* [PAGE EXTRACT]:

Q4: Is the discount 10-20% or 25-40%? Both figures are real and measure different parts of the same phenomenon. FOCUS quantifies 10-20% on a multiple basis within the population of deals that close. The 25-40% aggregate figure incorporates buyer-pool reduction, where DSO platforms decline outright and the marketed-process auction effect weakens. In practice, owner-dependent sellers usually feel the wider figure, not the narrower one.

Q5: What's the highest-ROI move for an owner planning transition in 5 years? Building associate-driven production above 30 percent of total practice production. State of Private Practice 2026 Q2 Report Trend 8 marks 30 percent as the threshold where buyers shift from pricing the practice as single-provider to pricing it as multi-provider [5].

Limitations#

The 10-40% range is drawn from broker-reported deal data, which carries selection bias: deals that fail to clear don't enter the multiple-compression figure at all. The wider aggregate range pulls some of those failed deals back in by capturing buyer-pool effects, but neither figure should be read as a precise point estimate.

The 90% single-provider threshold is an industry convention, not a regulatory or accounting standard. Brokers and buyers apply slightly different screens; the figures reported here reflect the modal practice across cited sources rather than a single uniform definition.

What This Means For Your Practice

The 25 to 40 percent owner-dependence discount documented in this brief applies when single-provider production exceeds 90 percent of total practice production. Whether a specific practice prices at the top or bottom of that range is decided by practice-specific variables aggregate research cannot resolve: the actual production split percentage, how quickly the seller's clinical relationships move to a successor, the buyer pool composition in the relevant market, and the practice's fixed-cost intensity. The aggregate discount range is a starting reference, not an answer.

* [DATA EXCERPTS]:
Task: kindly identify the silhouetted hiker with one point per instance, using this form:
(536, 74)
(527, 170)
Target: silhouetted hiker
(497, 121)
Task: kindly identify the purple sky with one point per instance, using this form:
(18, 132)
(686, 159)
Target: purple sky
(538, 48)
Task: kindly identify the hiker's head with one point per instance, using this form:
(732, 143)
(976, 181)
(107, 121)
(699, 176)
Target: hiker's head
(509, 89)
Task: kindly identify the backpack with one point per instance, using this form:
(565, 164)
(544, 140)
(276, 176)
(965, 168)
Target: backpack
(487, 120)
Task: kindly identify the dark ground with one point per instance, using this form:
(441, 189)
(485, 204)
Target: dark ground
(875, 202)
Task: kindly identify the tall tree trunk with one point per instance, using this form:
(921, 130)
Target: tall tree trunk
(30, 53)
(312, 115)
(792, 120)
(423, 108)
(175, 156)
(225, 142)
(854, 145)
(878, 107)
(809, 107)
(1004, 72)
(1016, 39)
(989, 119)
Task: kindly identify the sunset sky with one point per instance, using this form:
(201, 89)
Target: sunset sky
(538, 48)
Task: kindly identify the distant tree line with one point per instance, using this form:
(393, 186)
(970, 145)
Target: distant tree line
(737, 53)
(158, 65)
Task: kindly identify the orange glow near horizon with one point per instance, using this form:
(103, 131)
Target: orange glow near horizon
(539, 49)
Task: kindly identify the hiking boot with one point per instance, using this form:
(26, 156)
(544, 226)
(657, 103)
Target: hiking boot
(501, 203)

* [EXERCISE]: From the brief on owner-dependence discounts above, reproduce word for word the passage between "Q5: What's the" and "as multi-provider [5].", inclusive.

* [RESPONSE TO THIS TASK]:
Q5: What's the highest-ROI move for an owner planning transition in 5 years? Building associate-driven production above 30 percent of total practice production. State of Private Practice 2026 Q2 Report Trend 8 marks 30 percent as the threshold where buyers shift from pricing the practice as single-provider to pricing it as multi-provider [5].